- [Source records]:
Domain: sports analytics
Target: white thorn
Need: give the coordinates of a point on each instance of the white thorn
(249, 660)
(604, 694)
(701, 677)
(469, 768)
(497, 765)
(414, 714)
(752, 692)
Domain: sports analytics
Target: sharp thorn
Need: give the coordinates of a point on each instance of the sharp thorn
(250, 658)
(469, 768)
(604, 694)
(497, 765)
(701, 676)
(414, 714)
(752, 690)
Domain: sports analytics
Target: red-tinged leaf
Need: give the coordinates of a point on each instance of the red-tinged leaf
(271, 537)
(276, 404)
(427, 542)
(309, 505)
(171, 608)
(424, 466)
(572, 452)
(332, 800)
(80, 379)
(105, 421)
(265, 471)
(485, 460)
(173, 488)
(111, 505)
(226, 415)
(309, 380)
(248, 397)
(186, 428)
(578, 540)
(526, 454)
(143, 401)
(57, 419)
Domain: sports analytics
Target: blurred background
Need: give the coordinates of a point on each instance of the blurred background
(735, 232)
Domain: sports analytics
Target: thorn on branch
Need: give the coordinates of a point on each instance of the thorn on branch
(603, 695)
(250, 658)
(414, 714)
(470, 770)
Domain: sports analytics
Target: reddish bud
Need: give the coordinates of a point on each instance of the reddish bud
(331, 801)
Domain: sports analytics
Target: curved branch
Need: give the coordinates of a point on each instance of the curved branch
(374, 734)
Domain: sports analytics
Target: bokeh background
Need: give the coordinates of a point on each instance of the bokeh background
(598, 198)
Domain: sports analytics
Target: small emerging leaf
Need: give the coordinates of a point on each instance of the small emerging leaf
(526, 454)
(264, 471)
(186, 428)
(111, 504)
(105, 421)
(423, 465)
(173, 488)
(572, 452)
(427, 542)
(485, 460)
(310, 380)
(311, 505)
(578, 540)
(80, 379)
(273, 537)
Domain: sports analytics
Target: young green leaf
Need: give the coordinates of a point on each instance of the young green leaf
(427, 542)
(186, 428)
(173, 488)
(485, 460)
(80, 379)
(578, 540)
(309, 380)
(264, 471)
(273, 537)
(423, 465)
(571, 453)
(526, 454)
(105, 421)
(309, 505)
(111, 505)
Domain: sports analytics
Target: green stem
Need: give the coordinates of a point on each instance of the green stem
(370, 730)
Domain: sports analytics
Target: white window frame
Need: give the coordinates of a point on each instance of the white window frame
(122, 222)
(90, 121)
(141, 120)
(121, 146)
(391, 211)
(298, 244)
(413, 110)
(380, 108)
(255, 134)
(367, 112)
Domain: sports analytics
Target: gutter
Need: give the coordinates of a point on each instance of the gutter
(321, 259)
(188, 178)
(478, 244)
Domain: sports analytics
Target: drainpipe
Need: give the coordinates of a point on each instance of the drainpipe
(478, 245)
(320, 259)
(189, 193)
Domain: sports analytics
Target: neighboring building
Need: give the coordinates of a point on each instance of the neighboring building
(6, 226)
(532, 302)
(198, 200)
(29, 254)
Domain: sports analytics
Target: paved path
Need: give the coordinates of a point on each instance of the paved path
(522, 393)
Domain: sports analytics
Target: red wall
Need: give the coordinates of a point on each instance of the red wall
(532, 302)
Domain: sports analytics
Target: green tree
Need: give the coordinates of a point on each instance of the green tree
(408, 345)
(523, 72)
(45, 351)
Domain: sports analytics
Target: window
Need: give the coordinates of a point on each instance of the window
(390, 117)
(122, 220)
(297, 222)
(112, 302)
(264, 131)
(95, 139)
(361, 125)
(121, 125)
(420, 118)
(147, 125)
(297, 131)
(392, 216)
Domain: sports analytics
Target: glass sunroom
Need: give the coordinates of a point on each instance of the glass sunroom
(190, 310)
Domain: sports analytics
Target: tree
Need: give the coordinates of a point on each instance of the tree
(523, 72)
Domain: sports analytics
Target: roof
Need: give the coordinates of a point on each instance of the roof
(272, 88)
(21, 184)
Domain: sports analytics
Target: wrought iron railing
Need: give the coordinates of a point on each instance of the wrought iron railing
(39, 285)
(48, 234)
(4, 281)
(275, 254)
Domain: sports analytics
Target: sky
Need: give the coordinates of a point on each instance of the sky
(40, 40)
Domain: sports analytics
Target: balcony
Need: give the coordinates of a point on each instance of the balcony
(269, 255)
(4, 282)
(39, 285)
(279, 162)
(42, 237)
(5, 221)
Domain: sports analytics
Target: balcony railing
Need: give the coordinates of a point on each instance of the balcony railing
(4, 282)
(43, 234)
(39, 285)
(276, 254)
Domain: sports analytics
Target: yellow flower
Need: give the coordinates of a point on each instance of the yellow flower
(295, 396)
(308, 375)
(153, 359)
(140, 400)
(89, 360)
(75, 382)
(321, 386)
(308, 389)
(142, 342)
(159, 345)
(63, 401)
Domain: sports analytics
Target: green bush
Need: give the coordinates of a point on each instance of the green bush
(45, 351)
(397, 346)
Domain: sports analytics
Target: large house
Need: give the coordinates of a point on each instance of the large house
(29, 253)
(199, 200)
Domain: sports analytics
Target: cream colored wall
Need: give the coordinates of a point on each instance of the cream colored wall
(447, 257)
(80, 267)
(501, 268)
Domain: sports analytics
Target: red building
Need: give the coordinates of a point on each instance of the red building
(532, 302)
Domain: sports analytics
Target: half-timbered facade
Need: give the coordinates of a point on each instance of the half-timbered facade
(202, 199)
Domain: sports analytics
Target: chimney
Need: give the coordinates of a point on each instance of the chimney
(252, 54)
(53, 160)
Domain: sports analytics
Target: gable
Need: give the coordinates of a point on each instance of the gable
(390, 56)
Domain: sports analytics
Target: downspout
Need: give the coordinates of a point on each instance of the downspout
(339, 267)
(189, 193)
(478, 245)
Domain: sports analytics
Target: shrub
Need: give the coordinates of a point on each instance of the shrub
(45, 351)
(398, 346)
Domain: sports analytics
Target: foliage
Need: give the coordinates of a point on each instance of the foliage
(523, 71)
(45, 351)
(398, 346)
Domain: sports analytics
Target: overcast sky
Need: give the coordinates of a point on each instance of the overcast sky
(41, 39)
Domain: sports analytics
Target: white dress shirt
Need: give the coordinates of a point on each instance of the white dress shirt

--

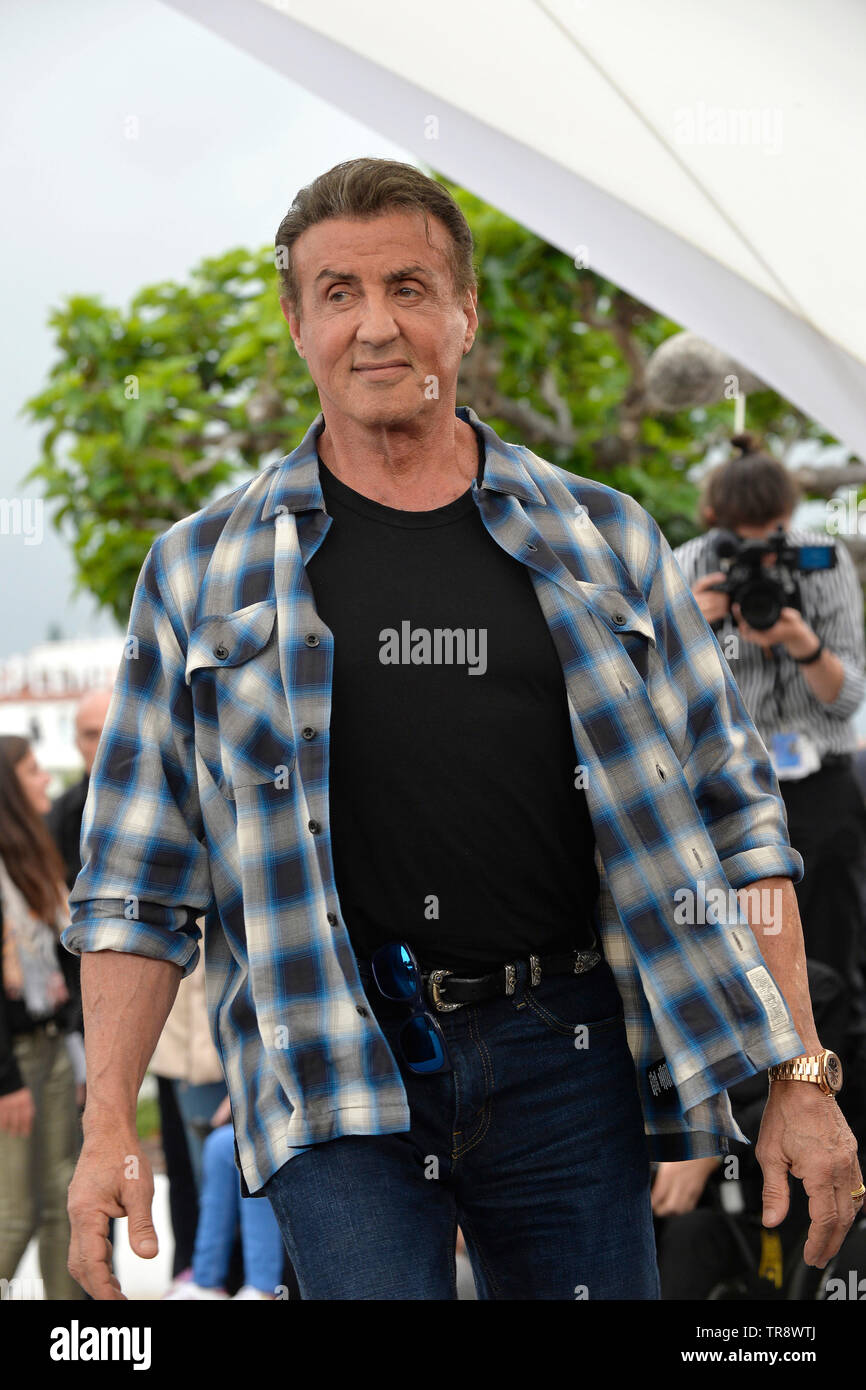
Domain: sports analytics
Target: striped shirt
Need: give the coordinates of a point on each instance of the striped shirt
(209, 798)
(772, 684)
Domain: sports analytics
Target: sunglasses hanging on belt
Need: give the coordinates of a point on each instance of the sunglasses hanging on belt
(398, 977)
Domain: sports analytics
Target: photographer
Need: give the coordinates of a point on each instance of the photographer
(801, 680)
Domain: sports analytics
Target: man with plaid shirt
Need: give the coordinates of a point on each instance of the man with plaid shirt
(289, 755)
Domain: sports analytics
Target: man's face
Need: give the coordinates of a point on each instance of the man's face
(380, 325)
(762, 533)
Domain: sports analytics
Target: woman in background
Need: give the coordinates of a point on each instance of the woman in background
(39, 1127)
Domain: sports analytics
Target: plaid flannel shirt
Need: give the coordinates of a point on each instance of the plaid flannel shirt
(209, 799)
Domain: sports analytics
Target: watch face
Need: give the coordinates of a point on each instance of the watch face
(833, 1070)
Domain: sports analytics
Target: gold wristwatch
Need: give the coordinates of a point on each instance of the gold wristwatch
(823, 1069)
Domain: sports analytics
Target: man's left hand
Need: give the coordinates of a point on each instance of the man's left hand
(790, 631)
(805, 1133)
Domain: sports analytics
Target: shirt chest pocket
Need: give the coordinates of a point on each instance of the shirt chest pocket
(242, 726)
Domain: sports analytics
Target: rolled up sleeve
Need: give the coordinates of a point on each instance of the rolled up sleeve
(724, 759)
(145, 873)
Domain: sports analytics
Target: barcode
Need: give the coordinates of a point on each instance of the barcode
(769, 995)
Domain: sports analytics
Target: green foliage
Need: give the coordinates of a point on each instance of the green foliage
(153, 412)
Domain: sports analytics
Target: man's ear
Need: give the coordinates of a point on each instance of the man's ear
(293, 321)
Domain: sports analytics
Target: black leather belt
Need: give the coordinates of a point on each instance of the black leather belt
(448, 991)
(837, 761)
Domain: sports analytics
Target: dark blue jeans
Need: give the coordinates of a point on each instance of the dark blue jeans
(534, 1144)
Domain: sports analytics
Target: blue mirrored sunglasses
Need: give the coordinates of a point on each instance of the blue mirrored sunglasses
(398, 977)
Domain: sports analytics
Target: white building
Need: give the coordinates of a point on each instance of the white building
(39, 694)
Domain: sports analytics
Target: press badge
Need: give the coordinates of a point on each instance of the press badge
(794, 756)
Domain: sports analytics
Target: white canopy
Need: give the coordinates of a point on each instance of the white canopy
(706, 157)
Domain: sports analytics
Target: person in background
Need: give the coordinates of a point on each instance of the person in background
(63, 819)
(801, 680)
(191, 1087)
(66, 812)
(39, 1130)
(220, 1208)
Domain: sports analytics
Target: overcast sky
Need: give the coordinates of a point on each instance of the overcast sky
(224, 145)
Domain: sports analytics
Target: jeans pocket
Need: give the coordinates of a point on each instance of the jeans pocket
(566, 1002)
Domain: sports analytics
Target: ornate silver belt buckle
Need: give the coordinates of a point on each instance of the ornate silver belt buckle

- [Exercise details]:
Identify every line in the items above that contains the word "house" and copy each of those lines.

- [Correct output]:
Target: large house
Need: give the coordinates of a point on each instance of the large house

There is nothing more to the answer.